Taking Stock: The new standard of living

Dear Mr. Berko:
We have an IRA and a retirement account that four years ago was valued at $685,000 and is now worth about $413,000. I’ve enclosed the statements from our adviser, whose office is in Dallas. We’ve also enclosed his name and phone number if you wish to talk to him. Our problem is this: I lost my good-paying job and had to take a much lower-paying position. We suspected this would happen because I knew I was way overpaid at my other job for years. Anyhow, we don’t have enough income now to maintain our standard of living so our adviser told us that we can begin taking money from our IRA without penalty even though we are 57 and 55. We need about $38,000 more a year to pay bills, real estate taxes, social obligations, vacations, etc. So can you tell us which are the best issues in our portfolio to sell to raise $38,000 this year? Our adviser wants us to make the decision, but we don’t know enough to do it. Please help.
F.N., Oklahoma City

Dear F.N.:
I’ve never met your adviser nor have I spoken to him, but I’ll tell you straight away: I’m always contemptuous and suspicious of people who use an initial for their given name. Names like J. Parker Smyth or B. David Melrose make my teeth itch. They’re sort of like an insincere handshake, stepping on a snake or “putting on the ritz.”

------------------------------------------------

▶ **Tasks and exercises**:
**1.** In the advice column about retirement savings, list each expense the couple names as a reason they need about $38,000 more a year.
**2.** Using the advice column about retirement savings, explain why the couple asks Mr. Berko which issues in their portfolio to sell.
**3.** Write the next part of Mr. Berko's reply in the advice column about retirement savings, starting after its last sentence.

Referring expression data:

------------------------------------------------

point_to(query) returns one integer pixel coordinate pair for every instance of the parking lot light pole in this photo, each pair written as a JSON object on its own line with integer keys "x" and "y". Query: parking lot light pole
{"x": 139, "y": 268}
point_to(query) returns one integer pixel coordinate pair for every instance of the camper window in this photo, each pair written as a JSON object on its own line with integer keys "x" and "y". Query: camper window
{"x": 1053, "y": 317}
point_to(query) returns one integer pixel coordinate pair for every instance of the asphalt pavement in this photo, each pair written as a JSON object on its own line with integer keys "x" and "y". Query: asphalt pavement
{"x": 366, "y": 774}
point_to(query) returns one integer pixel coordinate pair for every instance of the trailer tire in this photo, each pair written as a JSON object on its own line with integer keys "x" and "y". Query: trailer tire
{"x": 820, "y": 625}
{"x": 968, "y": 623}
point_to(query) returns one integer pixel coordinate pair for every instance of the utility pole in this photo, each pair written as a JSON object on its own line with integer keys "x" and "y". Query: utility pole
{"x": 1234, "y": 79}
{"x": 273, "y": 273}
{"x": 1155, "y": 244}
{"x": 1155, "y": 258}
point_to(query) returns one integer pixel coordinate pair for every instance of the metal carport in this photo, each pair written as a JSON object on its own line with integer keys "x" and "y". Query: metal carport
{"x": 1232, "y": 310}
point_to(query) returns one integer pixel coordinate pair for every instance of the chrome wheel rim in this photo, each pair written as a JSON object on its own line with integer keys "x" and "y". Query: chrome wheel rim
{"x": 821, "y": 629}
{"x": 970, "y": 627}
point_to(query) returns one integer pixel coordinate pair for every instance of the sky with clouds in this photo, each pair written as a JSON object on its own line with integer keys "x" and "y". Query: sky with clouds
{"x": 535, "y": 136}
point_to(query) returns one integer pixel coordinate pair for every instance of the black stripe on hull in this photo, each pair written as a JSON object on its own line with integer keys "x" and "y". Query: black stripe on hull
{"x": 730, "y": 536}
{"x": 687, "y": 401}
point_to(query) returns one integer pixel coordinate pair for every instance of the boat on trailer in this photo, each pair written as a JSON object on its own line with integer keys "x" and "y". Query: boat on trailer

------------------------------------------------

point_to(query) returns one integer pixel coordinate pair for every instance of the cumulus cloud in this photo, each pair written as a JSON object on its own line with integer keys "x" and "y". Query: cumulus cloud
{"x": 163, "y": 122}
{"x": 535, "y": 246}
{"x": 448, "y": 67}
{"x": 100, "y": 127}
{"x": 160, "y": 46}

------------------------------------------------

▶ **Responses by item number**:
**1.** Bills, real estate taxes, social obligations, vacations

**2.** Their adviser wants them to make the decision about what to sell. They say they don't know enough to make it themselves.

**3.**
Meanwhile, your portfolio looks like it was put together by a short, bald, tattooed psychotic who wears platform shoes and has breath that smells like peanut butter. So before you even dream of taking early withdrawals from your retirement accounts, you better repair your portfolio that looks like a melange of space junk, empty beer cans and discarded plumbing fixtures.

It’s little wonder that your portfolio has lost 38 percent in the past three years. You need a professional who knows that companies like JetBlue, Hovnanian Enterprises, ValueVision, SeaChange International, Motorola, Amerigon, Casella Waste Systems and the like have no place in a retirement account for a couple in their late 50s.

That adviser isn’t giving you the right advice. I wouldn’t put those companies in my mother-in-law’s portfolio. Get your portfolio back to sense, security, and sanity with a combination of phone companies, utilities, MLPs, pharmaceuticals, ETFs, business development companies and a few pale blue chips, all which should yield between 5 percent and 9 percent.

You must downsize. You have no choice. And don’t even think about taking even a dime from your retirement account. Millions of Americans must reduce their living standards to match their lower incomes. And if you take money from your retirement account when you’re working, there won’t be bupkes left to take when you’re not working. I’m sure most of your friends are in the same dingy, but they’re too proud to tell you they feel the panic, too.

The recession has crippled the futures of most consumers, who realize they have to downsize to pay the butcher, the baker and the candlestick maker and stay out of debtor’s prison. This economy will be slow to recover while employment, wages and real estate values won’t return to pre-recession levels for a long time. Retail, auto and restaurant sales will remain low while unemployment will remain high.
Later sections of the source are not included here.